Add 60 to every bounding-box coordinate in the answers within the part of the entries that opens with the line containing "Annotation guideline — the target class is wooden" and closes with the line containing "147;34;253;314". Write out that whole part again, both end lines included, with every other line kept as it is.
start Records shown
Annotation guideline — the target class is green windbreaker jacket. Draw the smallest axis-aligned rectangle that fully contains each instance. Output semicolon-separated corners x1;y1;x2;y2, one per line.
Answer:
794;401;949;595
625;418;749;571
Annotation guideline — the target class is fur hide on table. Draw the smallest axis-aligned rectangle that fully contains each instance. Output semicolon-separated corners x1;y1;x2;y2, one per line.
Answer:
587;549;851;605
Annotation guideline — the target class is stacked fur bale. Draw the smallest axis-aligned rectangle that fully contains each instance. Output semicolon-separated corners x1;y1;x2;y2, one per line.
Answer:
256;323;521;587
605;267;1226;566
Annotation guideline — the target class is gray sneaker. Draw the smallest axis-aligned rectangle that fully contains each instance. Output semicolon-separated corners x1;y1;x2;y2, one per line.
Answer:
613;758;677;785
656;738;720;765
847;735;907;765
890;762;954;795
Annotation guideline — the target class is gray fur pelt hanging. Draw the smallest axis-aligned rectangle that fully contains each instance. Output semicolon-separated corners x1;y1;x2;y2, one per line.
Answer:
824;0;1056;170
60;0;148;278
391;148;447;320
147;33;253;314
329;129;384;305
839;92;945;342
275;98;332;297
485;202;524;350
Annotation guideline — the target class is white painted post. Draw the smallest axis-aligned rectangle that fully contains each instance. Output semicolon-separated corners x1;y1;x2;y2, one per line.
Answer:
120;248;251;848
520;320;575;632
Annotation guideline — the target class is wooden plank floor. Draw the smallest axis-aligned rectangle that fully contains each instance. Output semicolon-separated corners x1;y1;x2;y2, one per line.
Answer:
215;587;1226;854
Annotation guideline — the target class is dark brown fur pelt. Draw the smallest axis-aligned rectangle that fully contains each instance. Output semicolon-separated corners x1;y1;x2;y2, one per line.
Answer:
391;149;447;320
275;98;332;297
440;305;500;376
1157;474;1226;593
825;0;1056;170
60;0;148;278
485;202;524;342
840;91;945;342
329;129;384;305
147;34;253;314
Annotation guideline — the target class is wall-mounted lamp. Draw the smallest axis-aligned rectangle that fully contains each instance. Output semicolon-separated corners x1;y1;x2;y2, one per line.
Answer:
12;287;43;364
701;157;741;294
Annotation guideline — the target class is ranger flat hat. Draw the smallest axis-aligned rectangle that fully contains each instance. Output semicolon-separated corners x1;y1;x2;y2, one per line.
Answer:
end Records shown
_Answer to this problem_
Annotation guideline — the target class is wooden plank floor. Draw the smallest axis-aligned rectangle that fully contains each instance. Output semicolon-separated corners x1;y1;x2;y2, one per line.
Answer:
275;647;1286;914
Annotation guideline — the target class is dark brown fur pelt. Draw the smallest axis-aligned rectangle that fully contains each instance. Output semicolon-separated corners x1;y1;x2;y2, one per line.
Answer:
451;209;507;380
335;158;392;357
500;365;560;436
1217;534;1286;653
885;60;1116;230
120;60;208;338
545;262;584;402
900;151;1005;402
389;189;444;365
207;94;313;374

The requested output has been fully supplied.